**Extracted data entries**
start
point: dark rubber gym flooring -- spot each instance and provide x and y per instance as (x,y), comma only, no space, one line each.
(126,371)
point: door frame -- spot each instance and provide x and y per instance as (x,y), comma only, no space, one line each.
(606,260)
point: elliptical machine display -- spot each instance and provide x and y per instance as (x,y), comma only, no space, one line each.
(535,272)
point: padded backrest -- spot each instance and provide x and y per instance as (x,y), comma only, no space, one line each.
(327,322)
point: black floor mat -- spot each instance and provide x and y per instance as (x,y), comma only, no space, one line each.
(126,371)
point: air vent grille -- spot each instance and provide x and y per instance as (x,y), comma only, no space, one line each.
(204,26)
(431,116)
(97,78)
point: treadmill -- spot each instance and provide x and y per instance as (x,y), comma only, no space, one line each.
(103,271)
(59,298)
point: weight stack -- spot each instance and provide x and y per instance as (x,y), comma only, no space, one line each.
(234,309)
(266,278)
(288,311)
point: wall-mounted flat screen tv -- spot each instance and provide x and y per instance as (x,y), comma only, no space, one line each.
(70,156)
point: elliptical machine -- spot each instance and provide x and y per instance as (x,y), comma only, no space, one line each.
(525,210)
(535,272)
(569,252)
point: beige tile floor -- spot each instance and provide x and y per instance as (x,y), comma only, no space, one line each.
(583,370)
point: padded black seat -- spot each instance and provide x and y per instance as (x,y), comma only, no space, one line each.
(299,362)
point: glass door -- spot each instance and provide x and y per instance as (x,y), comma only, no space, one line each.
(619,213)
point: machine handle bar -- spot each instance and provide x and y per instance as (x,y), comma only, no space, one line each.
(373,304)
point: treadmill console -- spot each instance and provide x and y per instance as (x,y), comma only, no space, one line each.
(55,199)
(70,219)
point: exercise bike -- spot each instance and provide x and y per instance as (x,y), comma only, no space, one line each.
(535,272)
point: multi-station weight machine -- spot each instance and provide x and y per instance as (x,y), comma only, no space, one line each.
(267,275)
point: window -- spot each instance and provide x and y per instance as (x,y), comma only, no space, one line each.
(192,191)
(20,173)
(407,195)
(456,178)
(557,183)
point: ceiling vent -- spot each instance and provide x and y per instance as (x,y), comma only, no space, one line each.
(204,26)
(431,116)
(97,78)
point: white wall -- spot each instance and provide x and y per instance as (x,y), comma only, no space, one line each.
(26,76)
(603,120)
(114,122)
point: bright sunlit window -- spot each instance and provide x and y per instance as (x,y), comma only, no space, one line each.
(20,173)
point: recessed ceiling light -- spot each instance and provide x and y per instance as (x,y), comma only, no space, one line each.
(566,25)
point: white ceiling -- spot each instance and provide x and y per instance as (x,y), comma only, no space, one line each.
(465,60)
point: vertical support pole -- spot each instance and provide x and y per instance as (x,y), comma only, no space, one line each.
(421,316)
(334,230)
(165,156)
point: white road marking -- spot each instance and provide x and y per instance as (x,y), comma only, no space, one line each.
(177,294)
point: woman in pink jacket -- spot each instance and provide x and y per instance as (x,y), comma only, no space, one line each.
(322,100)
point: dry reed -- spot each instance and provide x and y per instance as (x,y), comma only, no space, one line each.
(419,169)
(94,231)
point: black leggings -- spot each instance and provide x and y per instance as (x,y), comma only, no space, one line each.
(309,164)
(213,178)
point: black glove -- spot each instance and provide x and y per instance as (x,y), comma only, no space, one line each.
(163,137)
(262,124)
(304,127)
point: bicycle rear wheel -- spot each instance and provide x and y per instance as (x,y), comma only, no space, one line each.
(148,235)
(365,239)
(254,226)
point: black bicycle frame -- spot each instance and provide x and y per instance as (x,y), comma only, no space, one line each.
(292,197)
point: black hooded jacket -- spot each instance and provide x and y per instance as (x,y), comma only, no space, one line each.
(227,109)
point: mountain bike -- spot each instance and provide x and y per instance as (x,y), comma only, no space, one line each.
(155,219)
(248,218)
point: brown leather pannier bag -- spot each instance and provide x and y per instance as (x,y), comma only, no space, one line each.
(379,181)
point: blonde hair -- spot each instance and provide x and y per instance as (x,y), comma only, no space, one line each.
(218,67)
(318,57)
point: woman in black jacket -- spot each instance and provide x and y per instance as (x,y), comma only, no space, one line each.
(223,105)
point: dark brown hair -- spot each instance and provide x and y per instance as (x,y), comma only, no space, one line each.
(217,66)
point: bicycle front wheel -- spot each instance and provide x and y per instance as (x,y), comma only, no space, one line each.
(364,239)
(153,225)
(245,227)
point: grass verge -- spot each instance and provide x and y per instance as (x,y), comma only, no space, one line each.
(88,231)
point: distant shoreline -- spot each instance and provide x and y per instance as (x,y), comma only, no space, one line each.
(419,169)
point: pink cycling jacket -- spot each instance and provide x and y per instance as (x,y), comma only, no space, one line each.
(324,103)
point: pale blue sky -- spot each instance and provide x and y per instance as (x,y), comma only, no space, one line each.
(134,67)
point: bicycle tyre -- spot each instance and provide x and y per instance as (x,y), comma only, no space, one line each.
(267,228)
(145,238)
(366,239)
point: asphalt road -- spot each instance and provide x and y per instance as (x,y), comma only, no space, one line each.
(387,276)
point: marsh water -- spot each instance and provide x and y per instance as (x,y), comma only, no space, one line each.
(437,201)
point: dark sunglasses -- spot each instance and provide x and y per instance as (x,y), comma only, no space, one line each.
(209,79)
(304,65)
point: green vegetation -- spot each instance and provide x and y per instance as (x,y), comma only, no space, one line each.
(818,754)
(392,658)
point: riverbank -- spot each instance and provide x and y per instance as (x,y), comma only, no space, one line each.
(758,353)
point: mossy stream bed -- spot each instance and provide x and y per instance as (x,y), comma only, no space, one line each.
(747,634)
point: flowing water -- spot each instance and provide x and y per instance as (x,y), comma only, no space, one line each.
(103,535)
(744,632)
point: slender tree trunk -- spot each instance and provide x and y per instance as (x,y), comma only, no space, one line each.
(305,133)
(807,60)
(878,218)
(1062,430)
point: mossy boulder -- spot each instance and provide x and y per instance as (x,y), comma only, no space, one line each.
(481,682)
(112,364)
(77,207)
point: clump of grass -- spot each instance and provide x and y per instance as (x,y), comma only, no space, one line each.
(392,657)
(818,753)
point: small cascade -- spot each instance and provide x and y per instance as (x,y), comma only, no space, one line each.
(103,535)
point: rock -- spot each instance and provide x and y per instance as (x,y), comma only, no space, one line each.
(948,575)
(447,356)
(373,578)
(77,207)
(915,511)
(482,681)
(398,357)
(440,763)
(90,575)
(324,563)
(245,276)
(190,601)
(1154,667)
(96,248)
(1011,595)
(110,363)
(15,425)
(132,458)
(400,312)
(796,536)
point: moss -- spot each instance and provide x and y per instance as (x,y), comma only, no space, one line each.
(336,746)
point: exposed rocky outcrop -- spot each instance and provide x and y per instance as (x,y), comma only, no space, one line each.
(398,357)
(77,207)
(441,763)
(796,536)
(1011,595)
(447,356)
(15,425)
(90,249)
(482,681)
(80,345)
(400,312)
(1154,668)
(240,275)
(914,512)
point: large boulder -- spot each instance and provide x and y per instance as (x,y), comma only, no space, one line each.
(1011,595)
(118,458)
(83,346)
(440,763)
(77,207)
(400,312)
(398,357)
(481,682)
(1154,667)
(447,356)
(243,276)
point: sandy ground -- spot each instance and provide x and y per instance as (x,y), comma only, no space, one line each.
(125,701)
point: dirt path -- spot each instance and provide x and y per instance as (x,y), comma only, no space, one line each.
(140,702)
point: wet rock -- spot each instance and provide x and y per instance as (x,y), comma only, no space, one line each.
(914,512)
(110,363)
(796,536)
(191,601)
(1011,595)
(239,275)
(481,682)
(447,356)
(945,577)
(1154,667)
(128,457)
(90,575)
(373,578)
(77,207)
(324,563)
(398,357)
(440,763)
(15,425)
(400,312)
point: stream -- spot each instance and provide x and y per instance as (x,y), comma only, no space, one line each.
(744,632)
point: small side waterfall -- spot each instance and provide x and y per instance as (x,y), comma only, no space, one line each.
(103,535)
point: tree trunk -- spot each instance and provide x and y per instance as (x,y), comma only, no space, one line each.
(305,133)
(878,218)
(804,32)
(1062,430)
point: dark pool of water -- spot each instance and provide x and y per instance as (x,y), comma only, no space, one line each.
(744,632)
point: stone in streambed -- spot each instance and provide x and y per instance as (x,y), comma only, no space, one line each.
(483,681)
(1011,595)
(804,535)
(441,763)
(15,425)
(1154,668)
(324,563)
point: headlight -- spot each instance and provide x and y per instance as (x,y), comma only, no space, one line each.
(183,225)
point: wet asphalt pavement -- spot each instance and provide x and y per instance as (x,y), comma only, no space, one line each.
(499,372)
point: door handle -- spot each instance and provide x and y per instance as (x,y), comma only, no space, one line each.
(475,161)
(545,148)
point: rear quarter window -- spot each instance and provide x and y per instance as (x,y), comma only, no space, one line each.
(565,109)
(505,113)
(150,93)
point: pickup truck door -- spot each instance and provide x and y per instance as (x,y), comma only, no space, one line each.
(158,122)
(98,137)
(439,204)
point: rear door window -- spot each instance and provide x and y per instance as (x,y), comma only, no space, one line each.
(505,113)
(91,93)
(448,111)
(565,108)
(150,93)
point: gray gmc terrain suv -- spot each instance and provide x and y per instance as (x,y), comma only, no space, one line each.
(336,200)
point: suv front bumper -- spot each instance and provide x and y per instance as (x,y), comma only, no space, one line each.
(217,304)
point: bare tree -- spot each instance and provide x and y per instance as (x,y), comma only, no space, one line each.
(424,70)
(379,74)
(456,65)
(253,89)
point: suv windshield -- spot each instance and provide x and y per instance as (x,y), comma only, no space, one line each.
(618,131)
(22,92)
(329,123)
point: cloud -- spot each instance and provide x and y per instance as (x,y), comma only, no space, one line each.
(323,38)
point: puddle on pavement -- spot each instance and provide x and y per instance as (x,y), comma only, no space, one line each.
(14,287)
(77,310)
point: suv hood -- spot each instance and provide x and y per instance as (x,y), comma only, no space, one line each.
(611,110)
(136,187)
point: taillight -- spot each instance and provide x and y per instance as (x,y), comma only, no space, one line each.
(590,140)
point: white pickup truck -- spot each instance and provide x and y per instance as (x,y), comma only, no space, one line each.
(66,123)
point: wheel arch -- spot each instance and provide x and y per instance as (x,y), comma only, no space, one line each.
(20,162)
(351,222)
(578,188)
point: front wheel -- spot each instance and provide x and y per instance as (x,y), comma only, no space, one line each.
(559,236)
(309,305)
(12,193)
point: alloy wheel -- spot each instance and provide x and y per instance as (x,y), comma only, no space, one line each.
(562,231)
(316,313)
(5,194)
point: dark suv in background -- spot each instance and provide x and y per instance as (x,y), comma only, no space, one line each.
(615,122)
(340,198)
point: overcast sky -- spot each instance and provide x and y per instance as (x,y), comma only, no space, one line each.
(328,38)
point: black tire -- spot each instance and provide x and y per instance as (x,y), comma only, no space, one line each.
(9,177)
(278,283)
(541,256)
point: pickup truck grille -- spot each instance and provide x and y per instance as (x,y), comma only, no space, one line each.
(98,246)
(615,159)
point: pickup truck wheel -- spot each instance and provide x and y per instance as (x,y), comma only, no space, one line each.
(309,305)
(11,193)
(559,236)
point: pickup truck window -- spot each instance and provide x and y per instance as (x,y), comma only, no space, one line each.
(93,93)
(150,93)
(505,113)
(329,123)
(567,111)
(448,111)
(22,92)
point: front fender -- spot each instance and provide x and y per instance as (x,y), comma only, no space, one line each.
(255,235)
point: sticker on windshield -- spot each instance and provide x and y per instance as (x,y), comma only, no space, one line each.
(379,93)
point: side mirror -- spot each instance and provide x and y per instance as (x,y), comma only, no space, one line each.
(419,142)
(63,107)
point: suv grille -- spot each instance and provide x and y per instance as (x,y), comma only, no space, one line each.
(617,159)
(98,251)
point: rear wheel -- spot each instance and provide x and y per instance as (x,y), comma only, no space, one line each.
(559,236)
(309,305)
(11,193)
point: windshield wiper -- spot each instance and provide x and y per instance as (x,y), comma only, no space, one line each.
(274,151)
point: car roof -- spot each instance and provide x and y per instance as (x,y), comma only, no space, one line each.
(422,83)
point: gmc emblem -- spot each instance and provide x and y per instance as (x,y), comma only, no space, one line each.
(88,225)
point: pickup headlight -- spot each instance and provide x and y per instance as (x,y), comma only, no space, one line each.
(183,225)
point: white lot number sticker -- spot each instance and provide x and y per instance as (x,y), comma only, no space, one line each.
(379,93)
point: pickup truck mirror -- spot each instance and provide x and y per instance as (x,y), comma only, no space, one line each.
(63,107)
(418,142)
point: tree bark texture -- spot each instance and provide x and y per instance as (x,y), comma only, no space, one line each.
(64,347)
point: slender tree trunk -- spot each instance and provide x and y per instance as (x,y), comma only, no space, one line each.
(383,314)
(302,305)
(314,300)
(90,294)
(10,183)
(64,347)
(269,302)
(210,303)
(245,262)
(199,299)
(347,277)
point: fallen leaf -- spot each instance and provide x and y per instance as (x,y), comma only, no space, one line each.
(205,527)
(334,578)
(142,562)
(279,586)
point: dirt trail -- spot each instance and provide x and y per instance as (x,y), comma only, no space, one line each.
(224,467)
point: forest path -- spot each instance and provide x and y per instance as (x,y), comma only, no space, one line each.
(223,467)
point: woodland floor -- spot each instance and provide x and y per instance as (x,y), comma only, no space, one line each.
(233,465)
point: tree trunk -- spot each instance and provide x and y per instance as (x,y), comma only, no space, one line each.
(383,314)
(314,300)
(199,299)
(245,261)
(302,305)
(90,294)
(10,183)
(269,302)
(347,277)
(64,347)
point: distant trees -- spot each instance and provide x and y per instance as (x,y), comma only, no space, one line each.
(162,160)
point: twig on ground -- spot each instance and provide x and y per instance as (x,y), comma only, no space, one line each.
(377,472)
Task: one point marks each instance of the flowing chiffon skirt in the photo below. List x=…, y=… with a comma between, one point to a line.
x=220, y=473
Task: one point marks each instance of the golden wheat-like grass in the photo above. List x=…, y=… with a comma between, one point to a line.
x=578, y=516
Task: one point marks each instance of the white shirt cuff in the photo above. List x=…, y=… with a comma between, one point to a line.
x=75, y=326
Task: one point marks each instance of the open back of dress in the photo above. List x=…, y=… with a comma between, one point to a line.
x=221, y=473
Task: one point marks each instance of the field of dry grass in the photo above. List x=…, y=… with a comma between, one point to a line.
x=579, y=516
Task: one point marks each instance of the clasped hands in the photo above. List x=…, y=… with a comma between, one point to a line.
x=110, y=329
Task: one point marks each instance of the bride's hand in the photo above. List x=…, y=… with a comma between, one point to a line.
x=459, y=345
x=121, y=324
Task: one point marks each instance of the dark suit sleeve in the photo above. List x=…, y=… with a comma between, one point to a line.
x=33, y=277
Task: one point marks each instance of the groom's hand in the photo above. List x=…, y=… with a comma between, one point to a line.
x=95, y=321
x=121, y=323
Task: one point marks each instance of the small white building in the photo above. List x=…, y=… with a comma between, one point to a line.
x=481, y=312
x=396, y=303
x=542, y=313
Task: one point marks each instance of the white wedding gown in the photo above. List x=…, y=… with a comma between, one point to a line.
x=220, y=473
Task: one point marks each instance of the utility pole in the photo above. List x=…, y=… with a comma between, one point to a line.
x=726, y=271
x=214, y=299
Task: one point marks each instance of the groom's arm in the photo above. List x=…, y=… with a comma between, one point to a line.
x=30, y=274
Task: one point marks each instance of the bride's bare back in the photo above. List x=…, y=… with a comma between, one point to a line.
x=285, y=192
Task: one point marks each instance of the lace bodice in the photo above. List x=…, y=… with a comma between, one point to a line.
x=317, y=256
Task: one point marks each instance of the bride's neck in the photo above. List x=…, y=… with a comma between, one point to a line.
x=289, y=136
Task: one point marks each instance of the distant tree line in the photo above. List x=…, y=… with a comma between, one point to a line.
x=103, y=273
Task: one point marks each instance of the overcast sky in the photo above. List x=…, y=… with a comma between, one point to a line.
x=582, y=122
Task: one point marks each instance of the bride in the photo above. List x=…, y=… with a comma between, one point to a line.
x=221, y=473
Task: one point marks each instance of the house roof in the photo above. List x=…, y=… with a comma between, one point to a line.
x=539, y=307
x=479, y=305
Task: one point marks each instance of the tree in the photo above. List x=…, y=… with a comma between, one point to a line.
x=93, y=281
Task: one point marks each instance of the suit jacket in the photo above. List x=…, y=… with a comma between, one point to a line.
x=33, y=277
end
**DIRECTIONS FOR THIS TASK**
Put the lines of the records above into a numbered list, omitting blank lines. Begin at the line that contains "Task: one point marks each instance of the open" and stop after the line that contains "x=579, y=516".

**SOLUTION FOR THIS PROBLEM**
1. Task: one point marks each instance of the open back of dress in the photo above. List x=…, y=… with a comma between, one point to a line.
2. x=221, y=473
3. Task: one point marks each instance of the field of dry grass in the photo above. List x=…, y=… with a comma between, one point to a line.
4. x=579, y=516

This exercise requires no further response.